RECORDS FOR THE TASK Block Start

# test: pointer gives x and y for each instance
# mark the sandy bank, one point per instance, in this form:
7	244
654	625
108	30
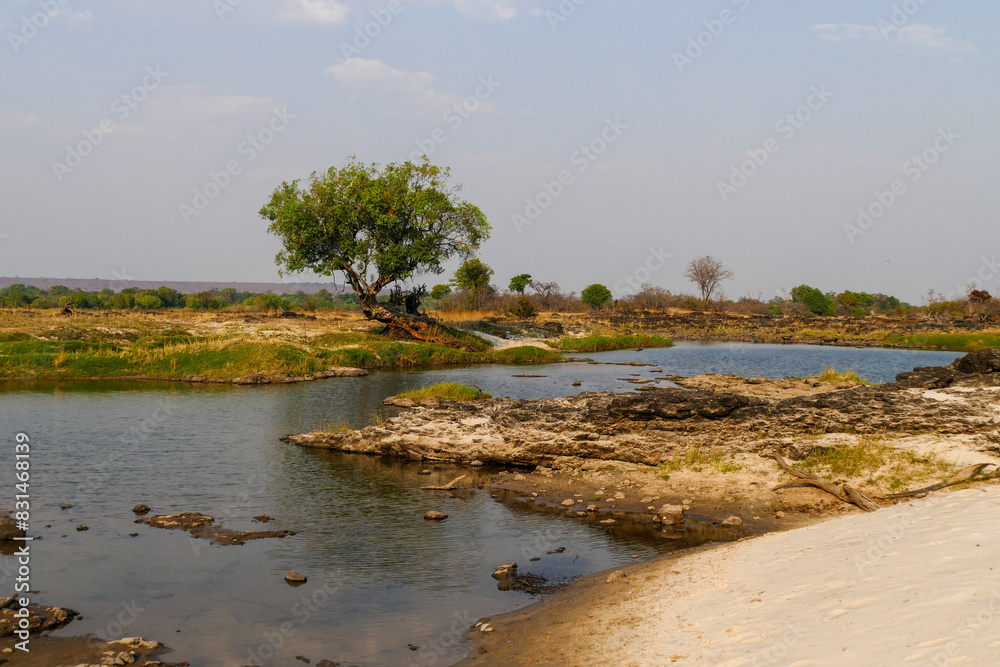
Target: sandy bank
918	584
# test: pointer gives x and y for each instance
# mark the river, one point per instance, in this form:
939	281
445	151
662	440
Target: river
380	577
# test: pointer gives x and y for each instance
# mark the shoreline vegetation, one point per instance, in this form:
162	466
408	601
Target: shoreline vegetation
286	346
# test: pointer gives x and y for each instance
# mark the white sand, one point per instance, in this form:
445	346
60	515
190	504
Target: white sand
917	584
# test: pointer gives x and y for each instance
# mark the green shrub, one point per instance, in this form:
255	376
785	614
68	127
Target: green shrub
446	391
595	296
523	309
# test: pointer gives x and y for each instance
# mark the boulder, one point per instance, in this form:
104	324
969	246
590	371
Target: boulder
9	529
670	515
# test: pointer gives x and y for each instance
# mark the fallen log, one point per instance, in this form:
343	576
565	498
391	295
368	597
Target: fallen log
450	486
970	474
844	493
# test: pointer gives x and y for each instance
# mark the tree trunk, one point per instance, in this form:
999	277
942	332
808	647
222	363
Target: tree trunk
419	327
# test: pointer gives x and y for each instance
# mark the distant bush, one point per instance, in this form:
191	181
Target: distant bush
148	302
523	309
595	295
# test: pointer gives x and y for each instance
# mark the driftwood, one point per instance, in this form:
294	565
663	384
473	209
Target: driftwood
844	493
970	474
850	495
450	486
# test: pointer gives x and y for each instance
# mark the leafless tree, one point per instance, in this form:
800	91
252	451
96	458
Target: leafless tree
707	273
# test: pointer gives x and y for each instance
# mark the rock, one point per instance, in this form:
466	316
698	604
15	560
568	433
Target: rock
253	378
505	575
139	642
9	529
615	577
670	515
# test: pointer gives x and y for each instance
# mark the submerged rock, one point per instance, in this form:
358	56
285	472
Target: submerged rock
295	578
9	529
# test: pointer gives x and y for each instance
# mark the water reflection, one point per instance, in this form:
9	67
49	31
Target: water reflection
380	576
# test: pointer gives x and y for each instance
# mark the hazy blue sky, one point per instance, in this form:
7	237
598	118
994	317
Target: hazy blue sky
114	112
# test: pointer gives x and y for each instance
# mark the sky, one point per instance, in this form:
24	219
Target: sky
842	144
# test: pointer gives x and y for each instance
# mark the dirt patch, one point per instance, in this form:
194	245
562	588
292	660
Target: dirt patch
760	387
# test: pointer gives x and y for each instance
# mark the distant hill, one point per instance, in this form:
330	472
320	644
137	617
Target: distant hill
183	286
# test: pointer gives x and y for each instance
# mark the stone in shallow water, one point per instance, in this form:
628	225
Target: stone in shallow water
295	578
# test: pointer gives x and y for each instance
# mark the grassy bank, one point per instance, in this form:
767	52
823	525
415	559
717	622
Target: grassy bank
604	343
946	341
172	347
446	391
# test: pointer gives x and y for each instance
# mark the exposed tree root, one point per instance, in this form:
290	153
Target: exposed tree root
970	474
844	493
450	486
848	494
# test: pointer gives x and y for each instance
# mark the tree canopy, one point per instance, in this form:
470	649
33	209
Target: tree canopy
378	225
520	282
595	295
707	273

RECORDS FOR THE TASK Block End

• _YOUR OBJECTIVE_: Nothing but an exact copy of the data above, minus its pictures, should appear in the response.

• _TASK ANSWER_:
# test: pointer gives x and y for each instance
# mark the sandy bank, one point per instance, in this form:
7	244
654	625
108	30
Target: sandy bank
918	584
# test: pointer gives x and y for each instance
# mark the river, one point per instance, in this form:
939	281
445	151
662	440
Target: river
380	577
# test: pointer gives x and y for each instance
# mark the shoreline vegetation, one point per instance, in this form:
162	466
408	601
Target: shoreline vegetation
286	346
# test: pointer gives x and y for each instance
# mark the white sand, one point per instance, in this form:
445	346
60	515
190	504
Target: white sand
917	584
# test: pointer gives x and y for each instance
# mark the green shrub, one point per instance, in this form:
255	376
785	614
68	127
Target: green shrub
446	391
595	296
523	309
# test: pointer gives x and y for each instance
# mark the boulder, one point per instance, in this form:
104	324
969	246
590	371
Target: boulder
9	529
670	515
# test: pointer gives x and y for each instance
# mark the fallen log, one point per instance, in this form:
343	576
565	498
391	295
368	597
Target: fallen log
450	486
970	474
844	493
# test: pointer gives x and y for each instance
# mark the tree trunk, one point per instance, in this form:
999	277
942	332
808	647
222	363
Target: tree trunk
419	327
# test: pointer gives x and y for each instance
# mark the distant bush, one point per instance, in this form:
191	181
Target: distant bush
148	302
523	309
595	295
# test: pointer gives x and y for each instance
# mark the driftwood, one point per instance, in this form:
294	565
663	384
473	209
Target: driftwood
844	493
970	474
850	495
450	486
# test: pointer gives x and y for each instance
# mark the leafless tree, one point per instance, in this form:
800	91
252	451
96	458
Target: leafless tree
707	273
# test: pointer gives x and y for each instance
# mark the rock, one point per instance, in this form:
466	316
698	604
15	560
568	433
Target: rock
253	378
505	575
139	642
9	529
615	577
670	515
# test: pointer gives x and y for each instance
# mark the submerged rock, one point per instance, in this form:
358	56
285	472
Target: submerged rock
295	578
9	529
# test: pointer gives x and y for each instance
# mark the water reflection, one point per instance, in this form:
9	67
49	31
Target: water reflection
380	576
# test: pointer gives x and y for each instance
# mark the hazy blue sky, one point per instance, in this form:
7	237
598	118
994	317
Target: hazy blue sky
114	112
# test: pointer gives x and y for each instance
# mark the sky, one point per instance, in this form:
24	219
Target: sky
842	144
# test: pointer gives x and y for each instance
# mark the dirt patch, one point per instance, in this form:
194	245
562	588
292	660
Target: dirt patch
760	387
# test: pointer gives x and y for each instance
# mark the distant hill, one point per instance, in this form:
330	472
320	644
137	617
Target: distant hill
183	286
# test: pointer gives x and y for each instance
# mark the stone in shallow water, one point per instance, in this form:
628	225
Target: stone in shallow water
295	578
# test: pointer gives x and y for each instance
# mark the grassy bank, one point per instance, in this form:
767	52
823	525
415	559
717	622
Target: grassy bank
604	343
946	341
172	347
446	391
# test: pointer gives x and y for each instance
# mark the exposed tree root, one point per instance, in this form:
290	153
Target: exposed tree root
970	474
844	493
450	486
848	494
# test: pointer gives x and y for each instance
# mark the tree canopy, one point per instance, in this form:
470	649
33	209
Target: tree canopy
378	225
520	282
595	295
707	273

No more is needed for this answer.